Exercise » What you return must match the records word for word.

Dataset records »

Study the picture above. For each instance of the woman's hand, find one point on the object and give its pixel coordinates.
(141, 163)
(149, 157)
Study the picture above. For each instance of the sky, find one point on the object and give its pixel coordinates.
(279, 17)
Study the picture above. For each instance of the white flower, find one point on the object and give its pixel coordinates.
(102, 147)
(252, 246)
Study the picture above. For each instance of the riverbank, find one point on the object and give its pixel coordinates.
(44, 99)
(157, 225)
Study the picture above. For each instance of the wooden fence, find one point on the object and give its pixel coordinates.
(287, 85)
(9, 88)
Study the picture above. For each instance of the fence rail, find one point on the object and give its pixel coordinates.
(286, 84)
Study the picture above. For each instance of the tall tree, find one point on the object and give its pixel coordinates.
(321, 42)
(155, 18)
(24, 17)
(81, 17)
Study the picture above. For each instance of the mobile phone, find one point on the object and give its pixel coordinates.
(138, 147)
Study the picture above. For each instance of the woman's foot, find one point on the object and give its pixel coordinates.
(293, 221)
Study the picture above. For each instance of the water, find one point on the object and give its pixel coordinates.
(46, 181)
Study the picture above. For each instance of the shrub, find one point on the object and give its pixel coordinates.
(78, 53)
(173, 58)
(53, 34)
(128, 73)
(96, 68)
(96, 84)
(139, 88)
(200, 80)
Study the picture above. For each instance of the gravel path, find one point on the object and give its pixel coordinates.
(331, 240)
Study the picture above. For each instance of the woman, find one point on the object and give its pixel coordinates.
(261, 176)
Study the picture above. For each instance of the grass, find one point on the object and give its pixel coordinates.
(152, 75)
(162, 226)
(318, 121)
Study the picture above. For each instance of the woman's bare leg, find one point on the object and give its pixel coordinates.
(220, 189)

Written reply »
Study the picture above. For each instance of the woman's hand, find one point on the object and give its pixel coordinates.
(141, 163)
(149, 157)
Study the picture above. For each instance of the sky, find one point on the object and give its pixel coordinates.
(279, 17)
Study the picture above. For each instance of the white flower, find one point on the object and give its pixel coordinates.
(102, 147)
(252, 246)
Study the picture above. For each instance of the riverbank, find one point on the object and give its pixel coordinates.
(44, 99)
(157, 225)
Study the picture above. For each instance of the wooden fence, find one point on the object and give its pixel coordinates.
(287, 85)
(9, 88)
Study the picture above. For each instance of the fence rail, find one point on the object and give its pixel coordinates.
(286, 84)
Study the picture above. For each instance of the tall tree, find one point on the object and give its pixel coordinates.
(321, 42)
(155, 18)
(24, 17)
(81, 17)
Study the picture above. For each instance of the mobile phone, find one point on the object and give its pixel coordinates.
(138, 147)
Study the picture above. For each instance of the woman's foot, find one point on the object and give its pixel coordinates.
(293, 221)
Study the picture above. For each instance of the water, find one point on the object and give its pixel coordinates.
(46, 181)
Study the picture above. For each instance of the shrub, find one point on the object and give its pixel coordinates.
(78, 53)
(173, 58)
(53, 34)
(128, 73)
(96, 68)
(96, 84)
(139, 88)
(200, 80)
Study the picture above. For each instance of the gravel path, find one point on the object and give its pixel coordinates.
(331, 240)
Study the picture above. For each instance of the woman, find one point on the object and give its pixel coordinates.
(261, 176)
Study the picture above. For each instance of the grass, find one point on the object and give its pixel coordinates.
(152, 75)
(162, 226)
(318, 121)
Study the picture above. For each instance of the woman's bare leg, find one point on the object and give its pixel coordinates.
(220, 189)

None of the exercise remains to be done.